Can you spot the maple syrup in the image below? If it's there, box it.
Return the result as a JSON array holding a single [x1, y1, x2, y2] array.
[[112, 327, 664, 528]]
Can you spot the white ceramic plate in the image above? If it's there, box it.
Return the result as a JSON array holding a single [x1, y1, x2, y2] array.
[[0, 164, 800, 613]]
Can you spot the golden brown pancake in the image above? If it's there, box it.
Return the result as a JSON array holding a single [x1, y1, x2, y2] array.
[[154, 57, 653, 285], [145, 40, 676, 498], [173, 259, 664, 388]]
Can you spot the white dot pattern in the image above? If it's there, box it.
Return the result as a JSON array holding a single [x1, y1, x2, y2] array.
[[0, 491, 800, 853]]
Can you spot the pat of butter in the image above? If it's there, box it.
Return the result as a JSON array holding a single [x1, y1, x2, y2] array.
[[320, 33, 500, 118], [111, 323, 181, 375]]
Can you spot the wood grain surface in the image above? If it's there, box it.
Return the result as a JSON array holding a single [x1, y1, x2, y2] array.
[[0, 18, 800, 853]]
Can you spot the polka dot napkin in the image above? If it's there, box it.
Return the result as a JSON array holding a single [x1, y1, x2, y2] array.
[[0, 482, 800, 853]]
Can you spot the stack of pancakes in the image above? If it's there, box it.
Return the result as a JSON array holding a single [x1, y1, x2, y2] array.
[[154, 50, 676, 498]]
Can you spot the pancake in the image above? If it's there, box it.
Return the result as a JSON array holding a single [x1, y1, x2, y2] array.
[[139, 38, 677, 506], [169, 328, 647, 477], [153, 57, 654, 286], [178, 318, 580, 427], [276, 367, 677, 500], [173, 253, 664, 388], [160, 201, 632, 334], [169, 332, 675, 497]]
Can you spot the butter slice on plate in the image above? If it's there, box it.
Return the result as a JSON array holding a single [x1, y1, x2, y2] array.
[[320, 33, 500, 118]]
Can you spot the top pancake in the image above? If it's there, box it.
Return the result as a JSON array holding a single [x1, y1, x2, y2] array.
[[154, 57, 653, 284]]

- - -

### Task description
Copy the listing from the line containing "Can you spot the wood" through the end of the listing, including the requests, and shift every bounding box coordinate in the answers by adding 65. Leave all numbers in the requests unchanged, including those in the format description.

### Completed exercise
Can you spot the wood grain surface in the image above? If it's there, box it.
Return the result as a JSON array holding a single [x1, y1, x2, y2] array.
[[65, 83, 865, 918]]
Can you spot the polka dot napkin in the image above? If it's there, box it.
Return the result as a JSON array holding a single [x1, y1, x2, y2] array.
[[65, 547, 865, 918]]
Can you spot the stack of pancakes in the image above? If it's there, box it.
Return the result as a JSON array holding a single [x1, y1, x2, y2] array.
[[219, 115, 741, 563]]
Can you spot the pancake in the image above? If it's there, box it.
Return the result as a JSON array holding a single [x1, y1, x2, y2] array.
[[204, 103, 742, 571], [234, 393, 712, 542], [218, 122, 719, 351], [243, 383, 645, 492], [341, 432, 742, 565], [238, 318, 729, 453], [225, 266, 697, 399], [234, 397, 740, 562]]
Can you spot the butter slice on plate in the image above? If it's there, box it.
Return the result as a JSON array holding a single [x1, y1, x2, y2] array.
[[385, 98, 565, 183]]
Can you spot the top pancake in the image above? If it's there, box it.
Return the result as a JSON array holding a single [x1, y1, x2, y2] array.
[[219, 122, 718, 349]]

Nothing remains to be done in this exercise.